Although non-Pagan religions have some official doctrine there are many different theologies within each. Paganism has some ways of being from which we can draw some general conclusions.

Paganism can legitimately be perceived as a reaction against institutional and personal abuse of power as well as a divinely inspired religion. Like the Dharmic religions, Paganism tends to view human incarnation as a part of the cycle of incarnation in general. Theoretically, a blade of grass has the same value as the life of a human child. Similarly many Pagans perceive human existence as a process of the soul gaining experience. However, within Paganism in general there is no modern theology of judgement. Being born disabled is not seen as punishment or an opportunity to learn something in which we are deficient. That said, I have encountered Pagan dismay that a person who has committed suicide must now ‘Start all over again.’

Paganism in general affirms personal choice and personal freedom, but this becomes difficult when suicide has an impact on children, partners, family and friends. What responsibilities do Pagans have in relationships with others? “Do as you will, as long as it harms none,” can be interpreted as a prohibition against suicide for people who have economic, emotional or physical responsibilities for others: overwhelming responsibility can be a factor in suicide.

If only theoretically, Paganism functions within the concept of community. In practice this means that Pagans who fall outside of community through physical or emotional illness or other isolating factors can experience a profound isolation from friends, spirituality and religion, from religious experience and support: what responsibilities do Pagan communities have in these situations, bearing in mind that isolation is an important factor in suicide?

A way forward

The oldest extant European code of conduct are the Brehon laws - a number of sets over a long period of time - and this may be a place for serious scholars to look for clues about how our cultural ancestors may have felt about suicide (see Szabo, N.). Another source of information are Pagan histories: Boudicca killed herself rather than be taken prisoner. Accounts of dying of grief in many myths have a resonance with suicide: Anglo-Saxon and Norse Sagas and Eddas, Irish, Scots and Brythonic legends may offer some guidance.

Pagans look to the natural world for inspiration and it’s dubious that animals intentionally kill themselves. (Dinely,. J. Dunlop, C. Legros G) there are any number of companion animals who’ve ‘pined to death’ refusing to eat or drink after the death of someone they loved, alongside some bereaved wild animals, but they do not seem to purposefully seek death. However, suicide is a greater cause of death worldwide than war or murder. (World Health Organisation) and Pagans do kill themselves.

We can address this in a number of ways the most straightforward being to apply ourselves to the problem of community. We live in an atomised world. To my knowledge, there is no Pagan community that exists to serve people in distress. There are temporary communities, groups of Pagans who come together from time to time most often to celebrate the festivals and sometimes in order to support an individual who has become unwell or who is dying. Several attempts have been made in the UK, US and in mainland Europe to create a dedicated group who will care for the dying and the dead, but each has failed to exist in the way that Chevra Kadisha do in Judaism, or to create routines that help the individual, family and community to deal with death that every other religion possesses. This will come in time, but right now there is an urgent need for a specifically Pagan resource - one based in the day-to-day lives of every one of us rather than a book or two on a minority of Pagans shelves - for the isolated, disenfranchised, overwhelmed and suffering Pagan.


Dinely,. J (2008) Do Dolphins Commit Suicide in Captivity?
Dunlop,. C. Do Octopuses commit suicide?
King, E. Boudicca Revolts (2007) Digging Up The Romans. Museum of London
Legros., G Martin-Eauclaire., C. M. F Cattaert D (1998) The myth of scorpion suicide: are scorpions insensitive to their own venom? Journal of Experimental Biology, Vol 201, Issue 18 2625-2636.
• • • • •
:: PROBLEM 1 ::
Answer these questions about the passage on Paganism and suicide:
(a) Who killed herself rather than be taken prisoner?
(b) What group in Judaism is named as existing in a way that the Pagan attempts have not?
(c) What is named as a greater cause of death worldwide than war or murder?
:: PROBLEM 2 ::
Print the stretch of the passage on Paganism and suicide from "The oldest extant" through "offer some guidance.".

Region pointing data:
• • • • •
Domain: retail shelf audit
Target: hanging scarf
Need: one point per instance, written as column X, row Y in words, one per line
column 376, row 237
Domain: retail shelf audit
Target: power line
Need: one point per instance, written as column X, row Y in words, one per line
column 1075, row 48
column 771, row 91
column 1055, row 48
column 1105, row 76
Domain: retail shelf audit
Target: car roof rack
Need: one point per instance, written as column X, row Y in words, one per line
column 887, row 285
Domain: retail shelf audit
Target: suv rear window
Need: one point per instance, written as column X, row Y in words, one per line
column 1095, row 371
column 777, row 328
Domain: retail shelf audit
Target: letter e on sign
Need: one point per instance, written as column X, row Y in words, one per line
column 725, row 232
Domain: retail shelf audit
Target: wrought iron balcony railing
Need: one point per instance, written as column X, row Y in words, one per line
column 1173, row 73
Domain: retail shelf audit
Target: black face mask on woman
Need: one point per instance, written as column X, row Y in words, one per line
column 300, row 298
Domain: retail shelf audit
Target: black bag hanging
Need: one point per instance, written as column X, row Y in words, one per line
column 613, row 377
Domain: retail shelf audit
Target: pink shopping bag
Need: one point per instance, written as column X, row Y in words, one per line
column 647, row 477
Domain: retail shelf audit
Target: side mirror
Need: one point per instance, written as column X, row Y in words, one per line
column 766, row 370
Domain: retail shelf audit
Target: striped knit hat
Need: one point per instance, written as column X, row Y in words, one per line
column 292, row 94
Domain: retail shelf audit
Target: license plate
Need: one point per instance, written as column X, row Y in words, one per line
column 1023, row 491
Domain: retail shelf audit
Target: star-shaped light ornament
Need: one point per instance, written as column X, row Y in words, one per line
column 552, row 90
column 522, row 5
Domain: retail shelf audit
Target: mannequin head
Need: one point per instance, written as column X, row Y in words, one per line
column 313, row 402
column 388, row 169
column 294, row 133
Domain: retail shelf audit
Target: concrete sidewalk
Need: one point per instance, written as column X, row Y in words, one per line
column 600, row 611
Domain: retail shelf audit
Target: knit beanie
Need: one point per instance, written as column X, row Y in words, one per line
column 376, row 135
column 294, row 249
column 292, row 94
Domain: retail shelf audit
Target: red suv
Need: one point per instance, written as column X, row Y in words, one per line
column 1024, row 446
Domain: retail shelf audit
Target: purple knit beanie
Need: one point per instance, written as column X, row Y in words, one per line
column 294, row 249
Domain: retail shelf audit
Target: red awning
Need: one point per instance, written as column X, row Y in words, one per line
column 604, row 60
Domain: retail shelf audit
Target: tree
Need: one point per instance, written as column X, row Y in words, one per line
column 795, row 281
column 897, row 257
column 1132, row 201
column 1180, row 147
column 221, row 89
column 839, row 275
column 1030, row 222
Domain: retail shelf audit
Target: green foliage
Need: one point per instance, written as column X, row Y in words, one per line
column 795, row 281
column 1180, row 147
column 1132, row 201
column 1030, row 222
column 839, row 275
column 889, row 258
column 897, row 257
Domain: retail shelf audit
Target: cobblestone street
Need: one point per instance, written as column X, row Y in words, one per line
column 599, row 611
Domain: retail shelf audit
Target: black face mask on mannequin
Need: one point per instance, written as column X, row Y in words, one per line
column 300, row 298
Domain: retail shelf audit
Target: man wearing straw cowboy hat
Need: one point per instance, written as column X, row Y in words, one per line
• • • • •
:: OUTPUT 1 ::
(a) Boudicca
(b) Chevra Kadisha
(c) Suicide

:: OUTPUT 2 ::
The oldest extant European code of conduct are the Brehon laws - a number of sets over a long period of time - and this may be a place for serious scholars to look for clues about how our cultural ancestors may have felt about suicide (see Szabo, N.). Another source of information are Pagan histories: Boudicca killed herself rather than be taken prisoner. Accounts of dying of grief in many myths have a resonance with suicide: Anglo-Saxon and Norse Sagas and Eddas, Irish, Scots and Brythonic legends may offer some guidance.